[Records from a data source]

---------------

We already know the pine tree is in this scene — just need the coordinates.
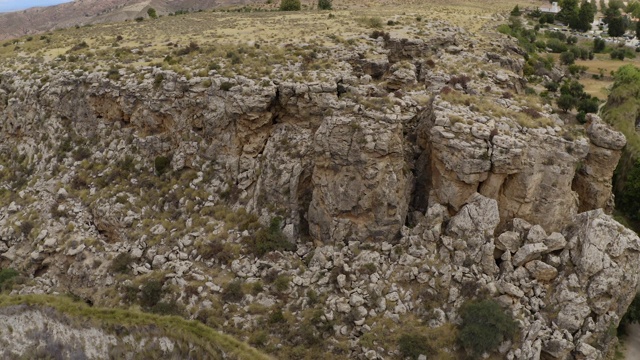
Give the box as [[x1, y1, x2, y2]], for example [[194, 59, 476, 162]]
[[608, 16, 626, 37], [510, 5, 521, 16], [575, 0, 595, 32], [559, 0, 579, 26]]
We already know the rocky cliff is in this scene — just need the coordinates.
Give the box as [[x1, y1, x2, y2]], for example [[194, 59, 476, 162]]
[[0, 11, 638, 360]]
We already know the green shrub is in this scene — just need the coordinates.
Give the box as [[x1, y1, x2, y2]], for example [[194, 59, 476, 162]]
[[273, 275, 290, 293], [220, 82, 234, 91], [560, 51, 575, 65], [593, 38, 606, 53], [544, 81, 559, 93], [546, 38, 568, 53], [0, 268, 19, 292], [557, 93, 577, 112], [245, 217, 296, 257], [249, 330, 269, 347], [154, 74, 164, 88], [69, 41, 89, 52], [150, 301, 183, 315], [568, 64, 588, 75], [106, 68, 120, 80], [140, 279, 164, 308], [147, 7, 158, 19], [458, 299, 517, 358], [110, 253, 134, 274], [222, 280, 244, 302], [280, 0, 301, 11], [72, 146, 91, 161], [154, 156, 171, 175], [611, 48, 626, 60], [359, 16, 383, 29], [577, 96, 599, 114], [318, 0, 332, 10], [268, 308, 286, 324], [20, 221, 34, 238], [398, 333, 433, 360]]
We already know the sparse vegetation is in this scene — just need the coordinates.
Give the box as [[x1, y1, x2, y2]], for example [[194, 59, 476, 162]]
[[110, 253, 134, 274], [458, 299, 518, 358], [0, 269, 19, 292], [318, 0, 332, 10], [154, 156, 171, 175], [279, 0, 301, 11], [0, 294, 272, 359], [245, 217, 295, 257]]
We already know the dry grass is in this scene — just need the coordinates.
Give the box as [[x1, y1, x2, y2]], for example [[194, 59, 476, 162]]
[[0, 0, 541, 73], [578, 77, 613, 100]]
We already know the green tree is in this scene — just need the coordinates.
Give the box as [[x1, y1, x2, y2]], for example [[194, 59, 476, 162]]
[[560, 79, 586, 98], [578, 96, 600, 113], [559, 0, 579, 26], [609, 0, 625, 10], [636, 21, 640, 39], [458, 300, 517, 358], [575, 0, 595, 32], [280, 0, 301, 11], [604, 6, 619, 24], [539, 13, 555, 24], [560, 51, 576, 64], [593, 37, 606, 53], [511, 5, 521, 16], [617, 159, 640, 221], [318, 0, 332, 10], [530, 8, 542, 17], [147, 7, 157, 19], [557, 94, 578, 112], [608, 16, 627, 37]]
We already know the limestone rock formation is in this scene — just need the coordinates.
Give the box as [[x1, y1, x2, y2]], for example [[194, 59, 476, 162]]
[[0, 14, 637, 360]]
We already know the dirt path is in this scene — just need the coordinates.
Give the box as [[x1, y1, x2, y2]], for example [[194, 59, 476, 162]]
[[624, 324, 640, 360]]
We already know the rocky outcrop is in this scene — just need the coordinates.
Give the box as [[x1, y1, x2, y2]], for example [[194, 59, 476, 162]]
[[0, 18, 636, 360], [572, 114, 627, 214]]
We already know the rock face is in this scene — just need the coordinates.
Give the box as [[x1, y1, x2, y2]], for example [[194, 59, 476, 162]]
[[572, 114, 627, 214], [0, 17, 637, 360]]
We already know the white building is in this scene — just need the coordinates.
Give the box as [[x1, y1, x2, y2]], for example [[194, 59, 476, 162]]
[[540, 2, 561, 14]]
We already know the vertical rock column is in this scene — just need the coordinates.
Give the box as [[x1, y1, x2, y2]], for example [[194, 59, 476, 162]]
[[572, 114, 627, 214]]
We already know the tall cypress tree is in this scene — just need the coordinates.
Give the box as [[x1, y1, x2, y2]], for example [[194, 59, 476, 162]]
[[575, 0, 595, 32], [559, 0, 579, 26]]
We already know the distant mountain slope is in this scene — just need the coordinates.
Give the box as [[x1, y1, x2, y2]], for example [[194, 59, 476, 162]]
[[0, 0, 259, 41]]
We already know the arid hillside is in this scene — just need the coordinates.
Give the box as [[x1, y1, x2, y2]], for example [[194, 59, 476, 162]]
[[0, 0, 264, 41]]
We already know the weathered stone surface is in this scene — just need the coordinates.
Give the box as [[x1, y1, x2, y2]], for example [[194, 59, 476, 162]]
[[524, 260, 558, 281], [544, 232, 567, 252], [573, 115, 626, 214], [512, 243, 548, 267], [496, 231, 522, 252], [542, 338, 574, 359], [0, 20, 637, 360]]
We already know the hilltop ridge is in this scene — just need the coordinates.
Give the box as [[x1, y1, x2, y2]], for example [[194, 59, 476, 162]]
[[0, 0, 261, 41]]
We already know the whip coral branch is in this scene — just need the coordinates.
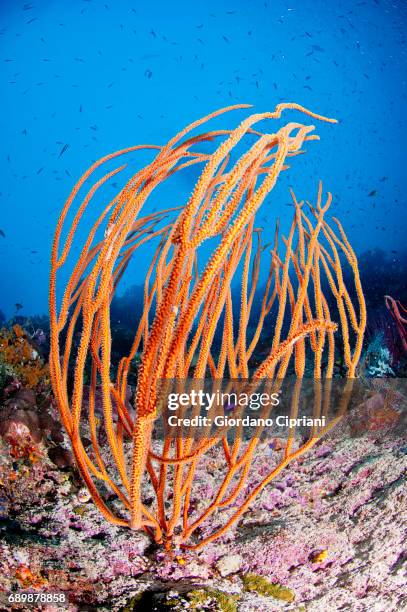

---------------

◆ Assignment ◆
Extract every line from the records above that contains the word "rocky".

◆ Answer space ◆
We already know the rocky cliff is in this scene — just need the coordinates.
We already know the rocky outcrop is in this scene — just need the coordinates.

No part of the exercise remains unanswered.